• _Material for the task_:
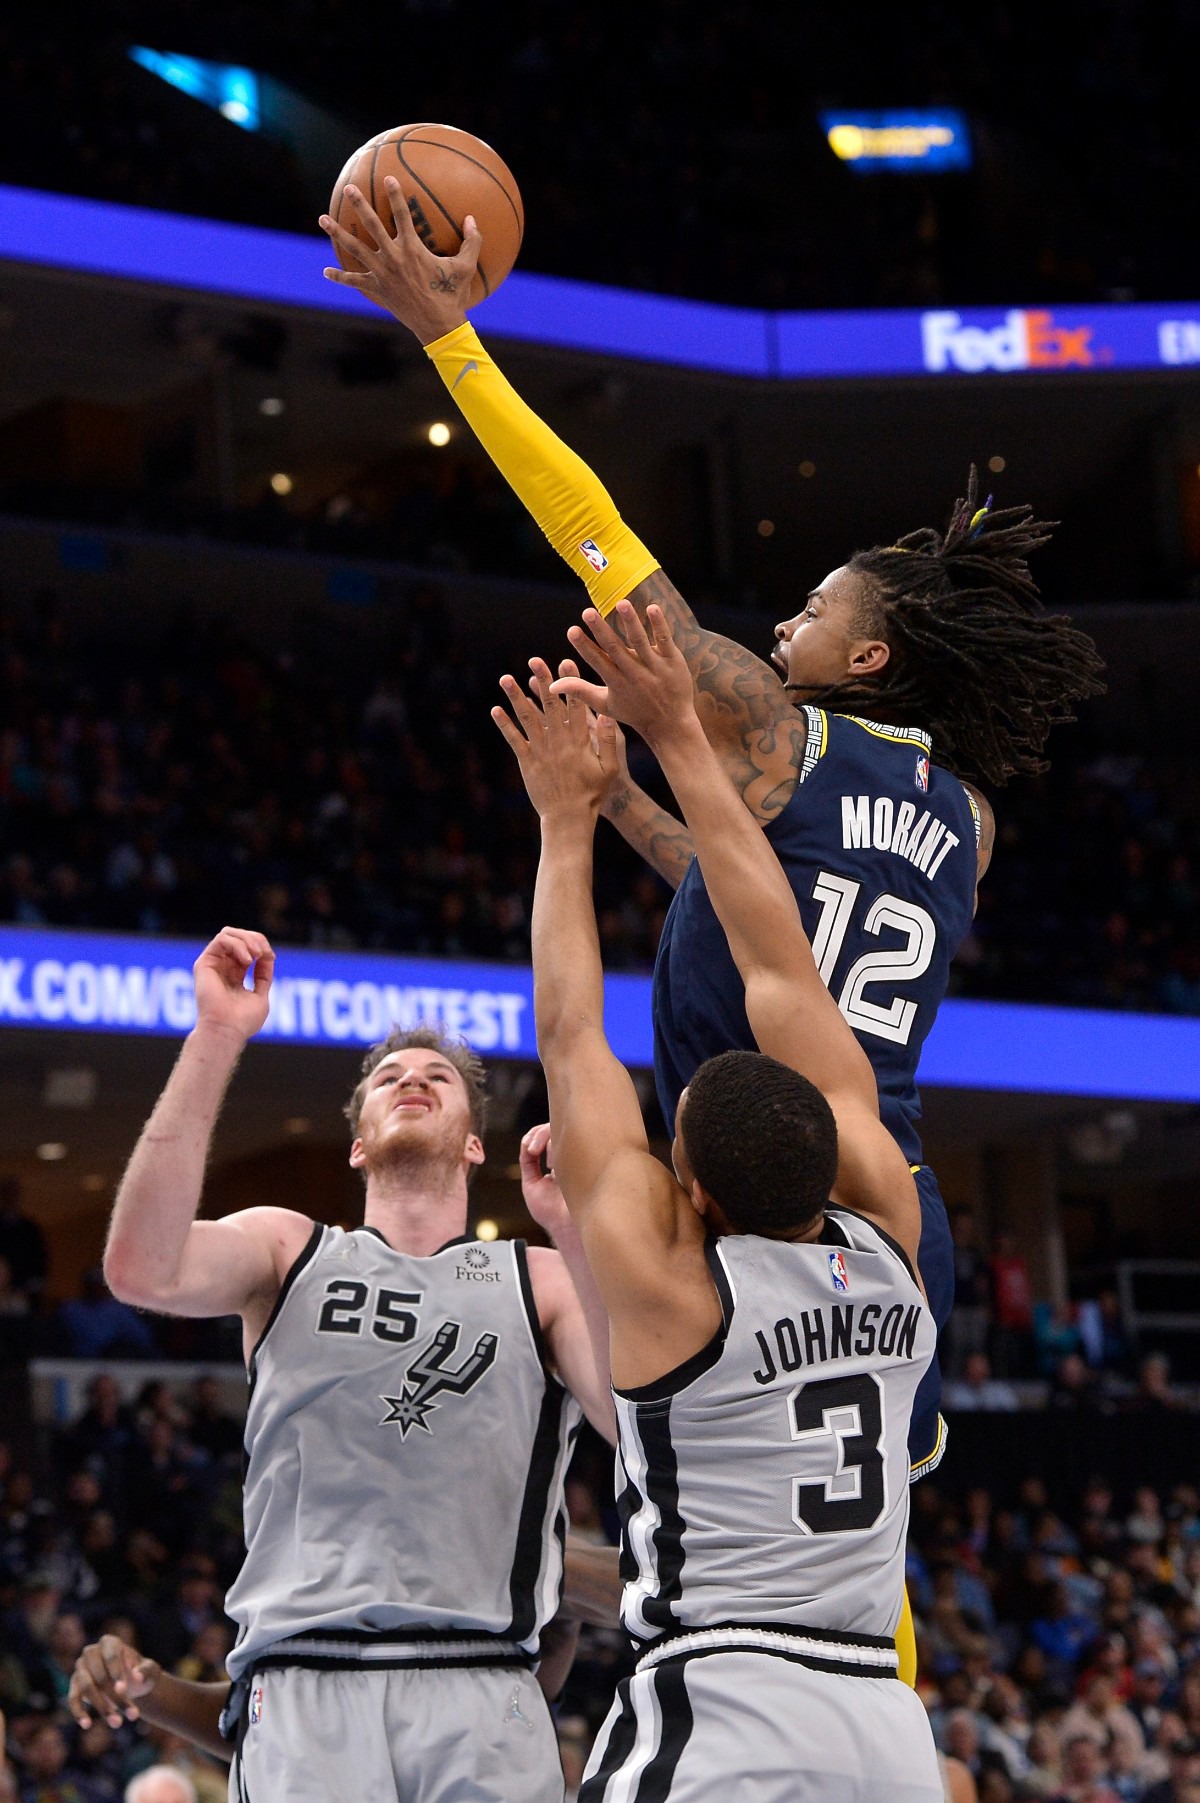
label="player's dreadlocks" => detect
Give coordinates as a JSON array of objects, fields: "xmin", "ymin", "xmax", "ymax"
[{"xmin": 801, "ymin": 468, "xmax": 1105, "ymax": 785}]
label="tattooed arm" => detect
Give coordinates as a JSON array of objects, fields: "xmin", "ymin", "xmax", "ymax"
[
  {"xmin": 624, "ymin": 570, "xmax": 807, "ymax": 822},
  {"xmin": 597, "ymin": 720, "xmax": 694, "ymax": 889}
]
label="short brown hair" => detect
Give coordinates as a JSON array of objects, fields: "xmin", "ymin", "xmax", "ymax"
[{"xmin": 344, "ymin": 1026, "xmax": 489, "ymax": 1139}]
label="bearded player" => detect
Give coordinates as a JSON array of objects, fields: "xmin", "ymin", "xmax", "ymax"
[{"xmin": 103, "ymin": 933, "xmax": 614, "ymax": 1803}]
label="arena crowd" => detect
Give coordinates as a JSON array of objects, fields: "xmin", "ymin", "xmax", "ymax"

• _Task brief_: Going through the data, tally the lines containing "detect" and report only the result.

• _Your solution_: 5